STATED PROBLEM:
Rewrite the items from the line containing "panel in the photo above." through the end of the items, putting "silver body panel" in place of "white body panel" and leaving everything else unchanged. Return only those lines.

GIVEN DATA:
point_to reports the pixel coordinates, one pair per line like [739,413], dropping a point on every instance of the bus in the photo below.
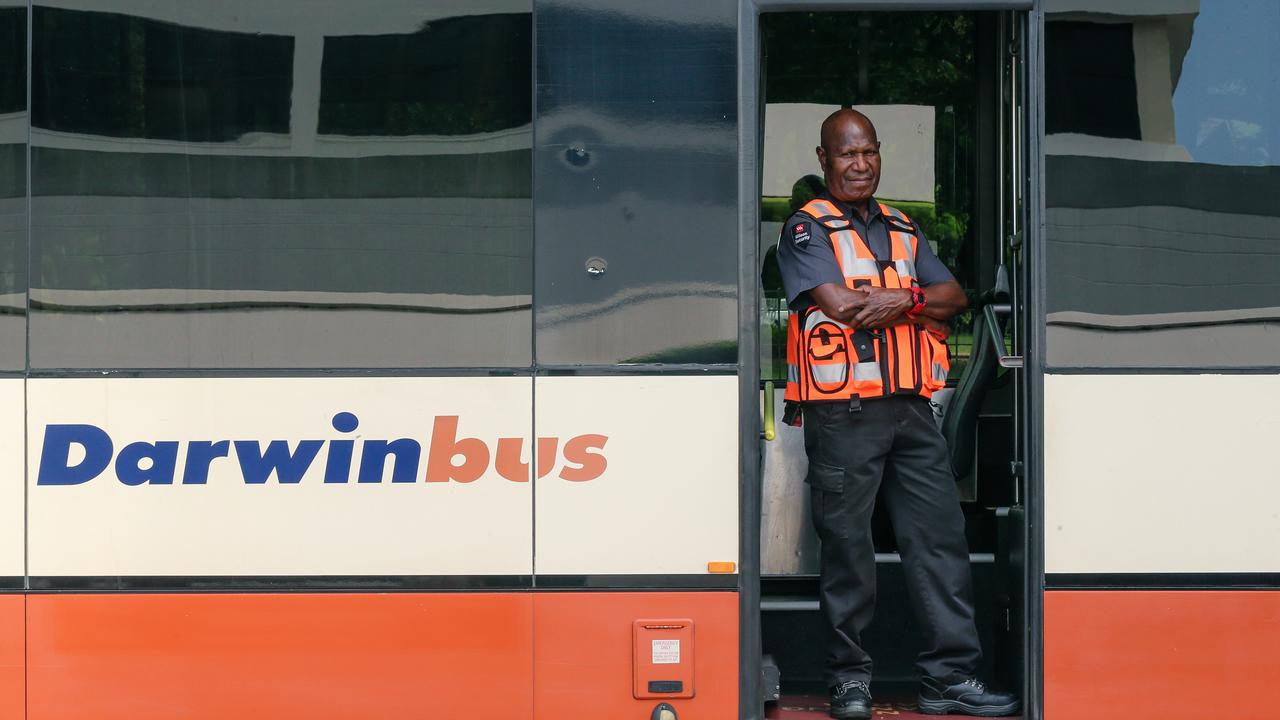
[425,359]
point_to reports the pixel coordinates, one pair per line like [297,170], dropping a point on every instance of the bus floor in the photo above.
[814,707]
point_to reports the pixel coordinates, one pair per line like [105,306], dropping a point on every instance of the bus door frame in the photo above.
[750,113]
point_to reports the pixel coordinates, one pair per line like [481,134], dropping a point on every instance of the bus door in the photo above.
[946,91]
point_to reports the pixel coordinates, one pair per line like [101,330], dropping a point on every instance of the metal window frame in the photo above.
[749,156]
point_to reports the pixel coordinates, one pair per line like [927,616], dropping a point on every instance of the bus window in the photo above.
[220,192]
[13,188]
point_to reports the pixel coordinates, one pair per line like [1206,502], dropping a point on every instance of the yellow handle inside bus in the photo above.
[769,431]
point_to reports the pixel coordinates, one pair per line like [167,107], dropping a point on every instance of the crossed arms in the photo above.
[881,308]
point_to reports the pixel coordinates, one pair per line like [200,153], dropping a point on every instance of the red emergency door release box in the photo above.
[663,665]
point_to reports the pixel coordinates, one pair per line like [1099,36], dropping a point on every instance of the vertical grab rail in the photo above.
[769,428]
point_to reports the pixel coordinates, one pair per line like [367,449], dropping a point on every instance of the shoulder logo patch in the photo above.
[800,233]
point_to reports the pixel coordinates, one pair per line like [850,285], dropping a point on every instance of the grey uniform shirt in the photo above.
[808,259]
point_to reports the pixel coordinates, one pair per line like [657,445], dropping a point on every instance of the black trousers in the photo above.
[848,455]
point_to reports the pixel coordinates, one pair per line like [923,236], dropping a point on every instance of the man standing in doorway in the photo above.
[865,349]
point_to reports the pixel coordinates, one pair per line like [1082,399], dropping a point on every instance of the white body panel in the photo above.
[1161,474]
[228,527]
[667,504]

EXERCISE RESULT:
point_to reports the pixel coordinates, one pair per line like [1082,399], dropping a point on every instance of the silver body panel in the photo above.
[1161,474]
[228,527]
[667,504]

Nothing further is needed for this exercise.